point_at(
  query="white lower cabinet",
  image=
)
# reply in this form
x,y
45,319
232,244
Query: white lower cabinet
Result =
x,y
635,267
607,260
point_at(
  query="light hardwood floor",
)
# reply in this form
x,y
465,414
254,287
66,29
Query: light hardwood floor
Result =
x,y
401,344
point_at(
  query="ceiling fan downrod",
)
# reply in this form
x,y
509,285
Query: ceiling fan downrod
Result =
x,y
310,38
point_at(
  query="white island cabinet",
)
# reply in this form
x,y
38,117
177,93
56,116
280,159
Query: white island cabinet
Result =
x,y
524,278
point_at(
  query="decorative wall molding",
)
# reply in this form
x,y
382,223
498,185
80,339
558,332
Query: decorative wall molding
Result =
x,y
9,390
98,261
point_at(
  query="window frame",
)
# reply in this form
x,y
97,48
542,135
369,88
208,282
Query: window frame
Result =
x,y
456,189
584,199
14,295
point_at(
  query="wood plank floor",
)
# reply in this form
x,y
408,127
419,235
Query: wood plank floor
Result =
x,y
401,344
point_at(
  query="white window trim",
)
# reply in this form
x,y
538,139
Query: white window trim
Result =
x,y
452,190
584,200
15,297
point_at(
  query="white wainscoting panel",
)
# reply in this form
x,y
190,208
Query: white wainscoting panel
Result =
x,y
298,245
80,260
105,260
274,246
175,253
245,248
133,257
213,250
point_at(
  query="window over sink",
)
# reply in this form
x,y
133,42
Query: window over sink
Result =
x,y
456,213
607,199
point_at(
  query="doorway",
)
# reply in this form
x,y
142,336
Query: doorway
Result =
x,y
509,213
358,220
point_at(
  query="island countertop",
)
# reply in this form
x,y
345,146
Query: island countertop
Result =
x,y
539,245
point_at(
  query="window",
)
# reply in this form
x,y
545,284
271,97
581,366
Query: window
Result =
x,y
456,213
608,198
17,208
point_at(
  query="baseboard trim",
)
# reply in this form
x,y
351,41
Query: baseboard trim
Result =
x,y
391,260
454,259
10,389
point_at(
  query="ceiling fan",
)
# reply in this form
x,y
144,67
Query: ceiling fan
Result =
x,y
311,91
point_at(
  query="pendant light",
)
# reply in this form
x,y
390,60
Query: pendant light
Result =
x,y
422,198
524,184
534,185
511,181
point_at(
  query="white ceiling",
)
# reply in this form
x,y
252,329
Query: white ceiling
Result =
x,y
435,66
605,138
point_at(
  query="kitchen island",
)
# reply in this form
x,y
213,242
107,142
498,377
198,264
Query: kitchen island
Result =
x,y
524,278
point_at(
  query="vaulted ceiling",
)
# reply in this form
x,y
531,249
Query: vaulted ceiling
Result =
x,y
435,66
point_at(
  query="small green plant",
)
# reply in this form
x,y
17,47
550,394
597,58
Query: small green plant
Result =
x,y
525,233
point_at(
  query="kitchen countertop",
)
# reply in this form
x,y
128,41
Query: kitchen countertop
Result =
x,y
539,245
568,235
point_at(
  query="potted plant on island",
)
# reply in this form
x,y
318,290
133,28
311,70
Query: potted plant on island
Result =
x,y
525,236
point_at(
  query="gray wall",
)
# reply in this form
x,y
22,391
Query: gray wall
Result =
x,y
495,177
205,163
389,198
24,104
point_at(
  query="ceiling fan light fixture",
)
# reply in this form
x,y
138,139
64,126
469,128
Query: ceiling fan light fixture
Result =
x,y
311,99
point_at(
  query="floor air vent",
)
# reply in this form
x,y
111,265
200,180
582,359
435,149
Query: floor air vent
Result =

## What you will do
Your task is to retype all of the records exactly.

## Output of the exercise
point_at(
  query="white lower cabinet",
  image=
)
# reply in this form
x,y
45,319
232,244
Query: white lower cabinet
Result =
x,y
635,267
607,260
point_at(
  query="light hardwood floor",
)
# reply in this form
x,y
465,414
254,287
66,29
Query: light hardwood floor
Result =
x,y
401,344
point_at(
  query="ceiling fan downrod",
)
# reply in this form
x,y
509,285
Query: ceiling fan downrod
Result =
x,y
310,38
point_at(
  query="white island cabinet",
)
# reply in this form
x,y
38,117
177,93
56,116
280,159
Query: white island cabinet
Result =
x,y
524,278
point_at(
  query="decorative wall molding",
)
# reply in this form
x,y
382,223
498,185
80,339
558,332
Query: decorative wall molding
Result =
x,y
9,390
98,261
point_at(
  query="window frame",
)
# reply in this form
x,y
97,48
542,135
369,88
208,282
Query: window frame
Result =
x,y
456,189
584,199
14,295
point_at(
  query="wood plank floor",
)
# reply in this form
x,y
408,127
419,235
Query: wood plank floor
Result =
x,y
401,344
point_at(
  query="white window trim",
)
# reply in this form
x,y
538,139
Query: white window trim
Result =
x,y
452,190
584,200
15,297
point_at(
  query="white wainscoting panel",
)
# reply in this form
x,y
190,208
Query: white wainscoting panel
Result =
x,y
298,245
80,260
105,260
274,246
175,253
245,248
133,257
213,250
point_at(
  query="window over sink",
)
# reply in this form
x,y
133,42
Query: window over sink
Result =
x,y
456,213
607,199
point_at(
  query="doorway",
)
# reply in this form
x,y
142,336
Query: doorway
Result =
x,y
509,213
358,220
point_at(
  query="island countertop",
)
# reply in this form
x,y
345,146
Query: island countertop
Result =
x,y
539,245
point_at(
  query="window",
)
# reply in this form
x,y
545,284
271,97
581,366
Query: window
Result =
x,y
456,213
608,198
17,208
point_at(
  query="baseboard trim",
)
# reply in this form
x,y
351,41
Query: baseboard trim
Result =
x,y
391,260
454,259
10,389
point_at(
  query="ceiling fan",
)
# reply in this form
x,y
144,67
Query: ceiling fan
Result =
x,y
311,91
point_at(
  query="pendant light",
)
# reply in this form
x,y
390,60
Query: pendant light
Result =
x,y
422,198
524,184
534,185
511,181
point_at(
  query="white ceiling",
)
# reply in this form
x,y
252,329
Query: white ceiling
Result =
x,y
435,66
605,138
point_at(
  query="kitchen island",
)
# reply in this form
x,y
213,242
107,142
498,377
198,264
Query: kitchen island
Result =
x,y
524,278
point_at(
  query="vaulted ceiling",
)
# reply in this form
x,y
531,249
Query: vaulted ceiling
Result =
x,y
435,66
point_at(
  query="small green plant",
)
# reply in this form
x,y
17,47
550,394
597,58
Query: small green plant
Result =
x,y
525,233
point_at(
  query="kitchen countertop",
)
# reply in this form
x,y
128,41
Query: kitchen countertop
Result =
x,y
539,245
568,235
point_at(
  query="potted plant on island",
)
# reply in this form
x,y
318,290
133,28
311,70
Query: potted plant on island
Result =
x,y
525,236
point_at(
  query="gray wall",
)
# reply in this form
x,y
22,391
Query: gray wall
Result =
x,y
495,177
205,163
389,198
24,104
point_at(
  query="ceiling fan light fixture",
)
# reply in this form
x,y
138,139
64,126
469,128
Query: ceiling fan light fixture
Result =
x,y
311,99
point_at(
  query="floor air vent",
)
# reply in this form
x,y
111,265
200,180
582,359
435,149
Query: floor air vent
Result =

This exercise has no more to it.